Разные у нас в тот раз были разговоры. Гнедич вспоминала об этапе, о больнице. Говорили о Байроне, о стихах. О моих дочерях. Время от времени она постанывала: так болели отёкшие ноги.
– Вы можете представить, какая это боль, если даже я не могу ее терпеть?
Вспомнили наш старый семинар. Гнедич сказала:
– Никогда после мне не удавалось собрать такой семинар, как ваш.
Наконец я решилась подсунуть ей книгу на подпись.
На книге она написала: «Моей дорогой Гале Усовой в память нашего милого семинара 50-х годов по поручению Байрона. Т. Гнедич». Я часто теперь перечитываю эту простую надпись, сделанную изменившимся перед смертью почерком, и думаю – как часто мы пытаемся непременно изобрести что-то изысканно-оригинальное, недооценивая смысла обыкновенных человеческих слов…
При моей попытке встать Татьяна Григорьевна жалобно сказала: – Мы еще совсем не поговорили, куда же вы?

· · · · ·

▶ _ЗАДАНИЕ A_
Почему, согласно отрывку о встрече с Т. Гнедич, она время от времени постанывала?
▶ _ЗАДАНИЕ B_
Изложите содержание отрывка о встрече с Т. Гнедич в двух предложениях.
▶ _ЗАДАНИЕ C_
Продолжите воспоминания о встрече с Т. Гнедич, начав сразу после её слов «куда же вы?».

· · · · ·

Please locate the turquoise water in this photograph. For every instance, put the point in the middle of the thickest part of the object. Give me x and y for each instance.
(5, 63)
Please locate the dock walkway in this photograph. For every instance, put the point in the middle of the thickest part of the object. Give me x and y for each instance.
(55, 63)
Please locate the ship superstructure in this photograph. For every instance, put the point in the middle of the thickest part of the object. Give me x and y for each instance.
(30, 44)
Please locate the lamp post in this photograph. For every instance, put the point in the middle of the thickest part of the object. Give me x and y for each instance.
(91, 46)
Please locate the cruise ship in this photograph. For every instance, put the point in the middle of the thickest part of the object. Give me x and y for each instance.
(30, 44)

· · · · ·

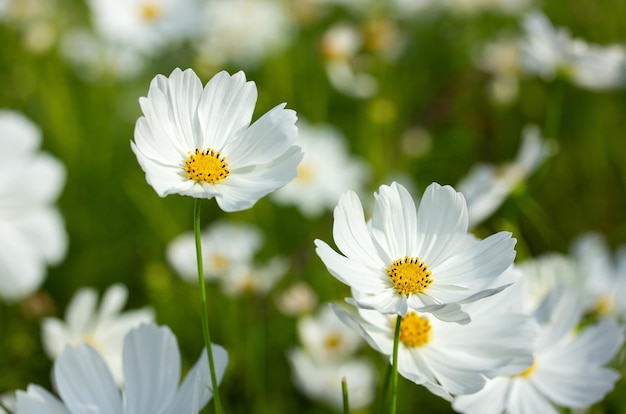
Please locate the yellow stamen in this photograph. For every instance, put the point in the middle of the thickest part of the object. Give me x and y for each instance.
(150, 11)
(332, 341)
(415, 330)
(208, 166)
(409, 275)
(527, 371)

· · · · ·

▶ _ОТВЕТ A_
Так болели её отёкшие ноги.

▶ _ОТВЕТ B_
Во время встречи Гнедич, страдавшая от боли в отёкших ногах, вспоминала этап и больницу, говорили о Байроне, стихах и старом семинаре. На подаренной книге она оставила надпись в память семинара 50-х годов, и эта простая надпись вызывает размышления о смысле обыкновенных человеческих слов.

▶ _ОТВЕТ C_
Я осталась. А она на полуслове вдруг уронила голову на грудь и уснула прямо в кресле. Я растерялась, но через минуту она проснулась так же неожиданно, как и уснула, и спросила, глядя сквозь меня непонимающе:
– А где же Галя Усова? Она что, уже ушла?
Я испугалась, но она уже пришла в себя. На этот раз перед уходом я наклонилась и сама поцеловала ее в лоб, как раньше обычно делала она. И эта перемена между нами ударила в самое сердце. Я долго шла пешком на вокзал с «Дон-Жуаном» под мышкой, а в ушах звучал ее беспомощный голос:
– А где же Галя Усова? Она что, уже ушла?
Это была последняя наша встреча. Правда, мы еще много раз говорили по телефону…
Татьяна Григорьевна Гнедич умерла 7 ноября 1976 года. Похороны в г. Пушкине были необычайно многолюдны, особенно много было молодёжи, ее учеников. Говорили проникновенные речи, читали стихи. Никак не могли остановиться, даже когда приехали на кладбище, снова сняли крышку с гроба и продолжали прощание. Наконец, начали закрывать – и вдруг какая-то женщина закричала:
– Нет, подождите! Подождите – и я скажу! Она оказалась врачом пушкинской больницы, лечившей Татьяну Григорьевну в последнее время. Она сказала, что ее потрясли все эти похороны, проникновенные выступления учеников и коллег, что Гнедич не раз ей говорила, когда лежала у неё в больнице:
– Непременно приходите на мои похороны – вы услышите обо мне много интересного.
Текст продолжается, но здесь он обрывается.